## 問題文 A
下の行から、文字列「green」を含む行をすべて書き出してください。

## 抽出テキスト
= = =

みなさんご存じのように、近年「働き方」が多様化しています。みなさんのように「起業家」の道を歩む方は年々増えてきたようですが、「起業」とまではいかなくとも、「フリー」な環境で働きたいと考える方たちも確実に増加傾向にあるようです。
そんななか、会社組織に縛られずITの技能を活かして自由に働きたいと考える方たちを応援する事業を始めた会社があります。「首都圏コンピュータ技術者株式会社」では、IT技術者に対して、仕事のあっせんから、税務・経理事務の代行までを支援してくれるのだそうです。
そもそも、IT技術者のなかには“職人肌”の方も多く、営業や経理事務に苦手意識を持つことから、独立に不安を感じるケースが多かったみたいです。同社では、この不安を一手に引き受けることで、IT技術者は得意分野の仕事に専念できる環境を提供しようというのです。すでに同社に登録を済ませた技術者からは、「個人では相手にされにくい企業からも仕事が入る。手厚い福利厚生も魅力」と話しています。
「契約の透明性」はパートナーシップのキーとなる
先ほどご紹介した「首都圏コンピュータ技術者株式会社」とは、もともと事業協同組合として、1989年に設立された団体で、個人事業主として働く、フリーのIT技術者を支援することを目的としてきました。その後、事業が拡大してきたこともあり、2007年10月に株式会社化したようです。現在では、全国で約1800人の個人事業主と「パートナー契約」を結んでいるとのこと。
パートナーとして契約できるのは、開業届けを出している個人事業主のみですが、同社が営業を肩代わりし、個人の力量に応じた仕事を個別に紹介してくれるそうです。同社が受け取る手数料は、企業との契約金の8~12%で、これは契約した回数が増えていくに応じて、パートナーの取り分が多くなる仕組みになっています。一般的な人材派遣会社の手数料が、最低でも30%であることを考えると「収入面のメリットは大きい」と同社では強調しています。

= = =

## 抜粋した行
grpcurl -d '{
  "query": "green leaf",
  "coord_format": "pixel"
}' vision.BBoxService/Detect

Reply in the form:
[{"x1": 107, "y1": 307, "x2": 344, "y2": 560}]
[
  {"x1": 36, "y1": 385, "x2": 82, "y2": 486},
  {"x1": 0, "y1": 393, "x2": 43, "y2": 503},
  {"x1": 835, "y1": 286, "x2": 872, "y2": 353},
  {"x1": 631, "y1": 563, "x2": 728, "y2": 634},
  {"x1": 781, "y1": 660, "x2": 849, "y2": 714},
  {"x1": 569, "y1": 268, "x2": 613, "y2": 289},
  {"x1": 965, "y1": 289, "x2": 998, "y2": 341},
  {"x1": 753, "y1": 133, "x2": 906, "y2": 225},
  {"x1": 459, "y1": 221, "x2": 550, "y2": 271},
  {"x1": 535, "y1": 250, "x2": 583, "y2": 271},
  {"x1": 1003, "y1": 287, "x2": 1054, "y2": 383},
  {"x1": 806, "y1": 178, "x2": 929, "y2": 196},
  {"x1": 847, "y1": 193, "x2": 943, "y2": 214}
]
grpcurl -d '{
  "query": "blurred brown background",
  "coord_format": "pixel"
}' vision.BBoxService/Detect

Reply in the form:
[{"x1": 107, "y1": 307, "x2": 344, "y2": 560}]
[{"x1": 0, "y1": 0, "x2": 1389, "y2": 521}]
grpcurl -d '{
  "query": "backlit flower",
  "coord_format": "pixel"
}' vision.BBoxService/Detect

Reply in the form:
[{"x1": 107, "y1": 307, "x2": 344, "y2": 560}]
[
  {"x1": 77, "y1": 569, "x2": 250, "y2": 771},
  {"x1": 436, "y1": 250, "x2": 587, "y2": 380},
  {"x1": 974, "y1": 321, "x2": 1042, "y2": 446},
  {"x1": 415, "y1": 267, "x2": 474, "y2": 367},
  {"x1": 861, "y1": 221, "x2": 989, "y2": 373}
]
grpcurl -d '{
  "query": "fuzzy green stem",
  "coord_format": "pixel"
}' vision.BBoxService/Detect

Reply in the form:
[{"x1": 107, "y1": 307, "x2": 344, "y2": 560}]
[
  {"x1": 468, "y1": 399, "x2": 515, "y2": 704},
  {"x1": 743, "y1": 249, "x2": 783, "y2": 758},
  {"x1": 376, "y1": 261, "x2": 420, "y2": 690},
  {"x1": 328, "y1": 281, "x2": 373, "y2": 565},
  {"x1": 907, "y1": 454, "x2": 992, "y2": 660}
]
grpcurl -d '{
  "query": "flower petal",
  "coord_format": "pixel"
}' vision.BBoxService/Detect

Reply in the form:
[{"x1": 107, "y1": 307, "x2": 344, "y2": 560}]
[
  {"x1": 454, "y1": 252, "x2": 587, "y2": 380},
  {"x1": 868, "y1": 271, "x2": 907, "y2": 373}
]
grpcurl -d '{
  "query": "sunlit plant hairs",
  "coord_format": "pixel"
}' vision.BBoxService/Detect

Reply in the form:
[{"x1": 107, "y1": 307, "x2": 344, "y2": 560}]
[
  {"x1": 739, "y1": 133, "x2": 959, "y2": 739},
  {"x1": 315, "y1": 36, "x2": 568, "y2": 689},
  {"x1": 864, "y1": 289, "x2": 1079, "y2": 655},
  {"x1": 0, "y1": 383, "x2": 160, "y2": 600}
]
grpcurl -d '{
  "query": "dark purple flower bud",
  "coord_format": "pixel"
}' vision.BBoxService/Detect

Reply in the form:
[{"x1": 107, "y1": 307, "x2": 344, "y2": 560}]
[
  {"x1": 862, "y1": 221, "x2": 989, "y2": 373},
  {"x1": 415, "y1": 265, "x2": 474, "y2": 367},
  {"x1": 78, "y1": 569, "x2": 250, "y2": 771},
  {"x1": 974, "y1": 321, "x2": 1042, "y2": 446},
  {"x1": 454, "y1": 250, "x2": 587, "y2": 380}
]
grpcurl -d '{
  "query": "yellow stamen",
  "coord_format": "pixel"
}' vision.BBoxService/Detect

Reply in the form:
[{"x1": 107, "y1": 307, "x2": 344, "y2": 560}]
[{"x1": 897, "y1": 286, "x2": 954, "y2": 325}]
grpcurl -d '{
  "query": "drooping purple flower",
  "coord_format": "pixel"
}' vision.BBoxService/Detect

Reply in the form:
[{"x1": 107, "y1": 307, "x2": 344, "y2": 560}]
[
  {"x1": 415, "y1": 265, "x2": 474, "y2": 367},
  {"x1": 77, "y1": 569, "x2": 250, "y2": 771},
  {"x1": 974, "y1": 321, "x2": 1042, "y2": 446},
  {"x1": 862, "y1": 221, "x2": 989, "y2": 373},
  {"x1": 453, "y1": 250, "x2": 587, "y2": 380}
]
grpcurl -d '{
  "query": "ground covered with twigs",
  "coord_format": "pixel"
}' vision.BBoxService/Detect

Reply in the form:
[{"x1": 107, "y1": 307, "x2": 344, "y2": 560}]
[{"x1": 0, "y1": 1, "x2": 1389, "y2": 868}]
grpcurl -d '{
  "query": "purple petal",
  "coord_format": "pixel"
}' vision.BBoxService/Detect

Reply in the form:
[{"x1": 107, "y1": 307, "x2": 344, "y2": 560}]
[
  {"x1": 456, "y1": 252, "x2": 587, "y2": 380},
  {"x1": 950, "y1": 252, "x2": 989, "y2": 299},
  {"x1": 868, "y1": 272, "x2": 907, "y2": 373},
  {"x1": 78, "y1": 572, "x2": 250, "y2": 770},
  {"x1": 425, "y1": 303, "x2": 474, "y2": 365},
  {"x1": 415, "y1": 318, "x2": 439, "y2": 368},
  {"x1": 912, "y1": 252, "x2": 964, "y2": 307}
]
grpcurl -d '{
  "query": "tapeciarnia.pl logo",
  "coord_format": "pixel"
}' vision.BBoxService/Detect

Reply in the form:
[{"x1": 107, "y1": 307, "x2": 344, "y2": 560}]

= = =

## 問題文 B
上の抽出テキストによると、首都圏コンピュータ技術者株式会社が受け取る手数料はどれだけですか。

## 解答 A
  "query": "green leaf",
  "query": "fuzzy green stem",

## 解答 B
企業との契約金の8~12%です。